→ Short task A:
Please revise the November market report from "It appears that" to "stocks in general.", changing "November" to "December".
→ Short task B:
Continue the November market report, picking up after its final sentence.

::: Text section :::

The Conservative Portfolio jumped 2.60% in November.
The S&P 500 rose just under 6% in November -- enough to bring us to a 25% gain for the year (though the market is still down by 16% over the last three years). The Dow had an even bigger month, scoring a near 7% return. The Nasdaq posted a 4.87% gain. In general larger-cap stocks beat smaller caps, with the Russell 2000 small cap index delivering a ho-hum-by-comparison 3.14% advance. Interest rates crept back down delivering a 1.68% return for long-term bond holders, though the one-year performance is only 1.4%.
It appears that we’re seeing a move away from higher risk stocks and bonds into larger-cap US stocks. Foreign and emerging markets had a slow November compared to US stocks, and we’re seeing Dow type stocks beat formerly hot Nasdaq and small cap stocks. High-yield bonds are no longer outperforming safer bonds, and value is a bit ahead of growth. The few exceptions to this is the outperformance of high risk gold and biotech stocks, which had a nice month along with lower risk healthcare stocks in general.

::: Data extract :::

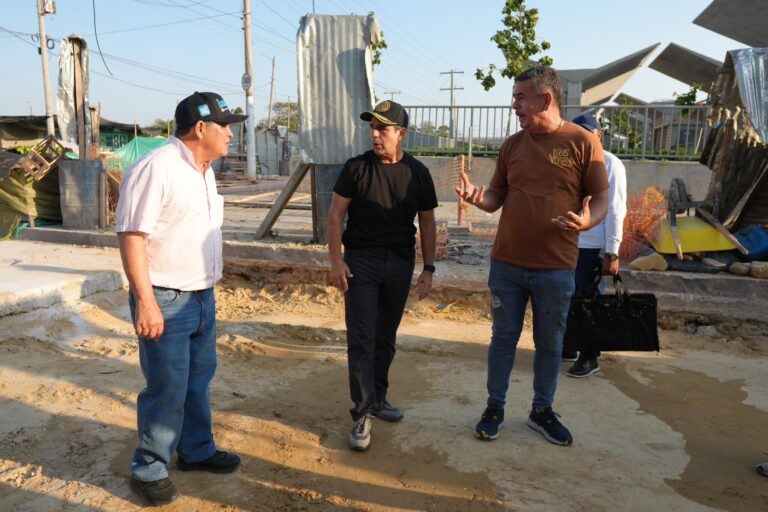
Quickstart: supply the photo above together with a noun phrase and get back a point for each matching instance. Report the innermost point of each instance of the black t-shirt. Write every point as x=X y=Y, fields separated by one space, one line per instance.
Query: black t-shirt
x=385 y=200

:::

→ Exercise response A:
It appears that we’re seeing a move away from higher risk stocks and bonds into larger-cap US stocks. Foreign and emerging markets had a slow December compared to US stocks, and we’re seeing Dow type stocks beat formerly hot Nasdaq and small cap stocks. High-yield bonds are no longer outperforming safer bonds, and value is a bit ahead of growth. The few exceptions to this is the outperformance of high risk gold and biotech stocks, which had a nice month along with lower risk healthcare stocks in general.

→ Exercise response B:
Back in March if you said that not only would the stock market’s collapse reverse course, but the S&P 500 would be up around 25% for the year, people would have called you crazy. More typical advice back then was the panic-inducing network rants by a famous stock market ‘expert’ warning that anyone who needs any of their money in the next few years should not be in stocks. If this strong upward move keeps up, we fully expect to hear the pundits warn that those in cash are making a big mistake and most of your money should be in stocks. We’ll keep trying to do our best to move in the opposite direction of these oft-incorrect prognosticators.
Healthcare stocks had a great month in November as investors are becoming even more confident the government’s big healthcare plans may not hurt healthcare stocks, and in fact may help them. Health Care Select SPDR (XLV) rose 9.30% in November, way ahead of the market.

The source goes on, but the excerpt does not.